**EXTRACT PROVIDED:**
Frequent TLRs indicate that efficient generation may be curtailed and that
load-serving entities (distribution companies) have to pay more than is necessary
for electricity. FERC has observed instances where congestion causes the price
of power in one region to be higher than surrounding regions at the same time.
In two relatively well-functioning markets, New York and PJM, FERC estimates
that transmission-related congestion problems cost consumers about $2 billion
in 2000. In New York alone during the summer of 2000, the estimated cost was
about $700 million. Blackouts in California during 2000 and 2001 and unprecedented
high electricity prices throughout the western states also evidence an incomplete
During the first half of the 1900s, power engineers designed the current transmission
hub-and-spoke systems for vertically integrated utilities that serviced their
own franchise territories. Central coordination of generation and transmission
worked well in that environment where ratepayers could absorb the costs of inefficient,
albeit effective, operations.
However, competitive trading and marketing of power requires transmission to
move power in varying amounts and in different directions throughout the day.
These patterns significantly differ from patterns contemplated when transmission
was built. Without that capability, it is difficult to see how deep and liquid
power markets will develop, regionally or nationally.
That suggests that trading and marketing companies may be riskier than measures
of value-at-risk suggest. Moreover, calculations of mark-to-market would be
suspect if transmission were not “competitive-capable” (could wash trades be
an unintended consequence of partial restructuring?). Consider the folly of
building a just-in-time manufacturing plant with no ability to store production
and which could not rely on trucks and highways to move goods.
Figure 2: Status of Electricity Restructuring March 2002 Source:
What FERC Is Doing
The California debacle and the Enron bankruptcy have strengthened FERC’s restructuring
resolve. FERC and others have acknowledged that a lack of a standardized wholesale
market design is impeding development of a well-functioning wholesale market.
FERC wants a wholesale market that recognizes real physical differences in regional
markets, but with a single tariff design.
The commission opened the way for competitive wholesale power through FERC
Orders 888 and 889. FERC Order 2000 continued restructuring by encouraging the
transition from more than 140 control areas to the development of four to five
regional transmission organizations. The United States Supreme Court recently
strengthened prior FERC orders by affirming open access for independent power
and traders to utilities’ transmission lines. FERC’s proposed standardized wholesale
market design is the next step.
FERC stated that it wants to establish a common market framework within which
all customers can benefit from an efficient and well-operating competitive wholesale
market, regardless of the state of retail access. FERC seeks to develop standard
rules and a uniform tariff and require that transmission systems operate independently
of the market participants they serve.
A standard market design would provide a system that generates price signals
that reflect the temporal and locational value of electricity transmission
congestion pricing. And finally, the SMD would reflect regional characteristics,
such as the generation and fuel mix and use patterns.
Gaining consensus among industry participants and stakeholders will be a major
challenge for FERC. In fact, since issuing the SMD Notice of Proposed Rulemaking
(NOPR), FERC has had to acknowledge that there will have to be regional differences
in how markets are designed. That said, many states and their regulators are
firmly opposed to the SMD NOPR.

**WHAT IS ASKED:**
[1] From the passage on electricity restructuring, return the words from "Figure 2: Status" to "well-functioning wholesale market." without altering them.
[2] Condense the paragraph of the electricity restructuring passage that begins "The commission opened the way" into a bulleted list that keeps its main facts.

**RECORDED DATA:**
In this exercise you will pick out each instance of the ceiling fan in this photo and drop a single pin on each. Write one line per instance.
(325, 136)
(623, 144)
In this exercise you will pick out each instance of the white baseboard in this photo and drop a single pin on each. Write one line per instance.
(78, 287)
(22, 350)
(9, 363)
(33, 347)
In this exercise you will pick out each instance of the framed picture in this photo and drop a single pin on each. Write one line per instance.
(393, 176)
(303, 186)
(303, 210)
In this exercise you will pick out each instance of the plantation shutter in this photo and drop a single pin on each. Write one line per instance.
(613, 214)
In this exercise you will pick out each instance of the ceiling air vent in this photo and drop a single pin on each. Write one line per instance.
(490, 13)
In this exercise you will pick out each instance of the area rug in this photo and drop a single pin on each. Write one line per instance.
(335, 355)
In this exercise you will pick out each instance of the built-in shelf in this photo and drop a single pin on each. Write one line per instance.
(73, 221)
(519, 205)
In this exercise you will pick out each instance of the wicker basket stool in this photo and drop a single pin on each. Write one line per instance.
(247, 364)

**SOLUTIONS IN ORDER:**
[1]
Figure 2: Status of Electricity Restructuring March 2002 Source:
What FERC Is Doing
The California debacle and the Enron bankruptcy have strengthened FERC’s restructuring
resolve. FERC and others have acknowledged that a lack of a standardized wholesale
market design is impeding development of a well-functioning wholesale market.

[2]
- FERC Orders 888 and 889 opened the way for competitive wholesale power.
- FERC Order 2000 continued restructuring by encouraging a shift from more than 140 control areas to four to five regional transmission organizations.
- The United States Supreme Court recently strengthened prior FERC orders by affirming open access to utilities' transmission lines for independent power and traders.
- FERC's proposed standardized wholesale market design is the next step.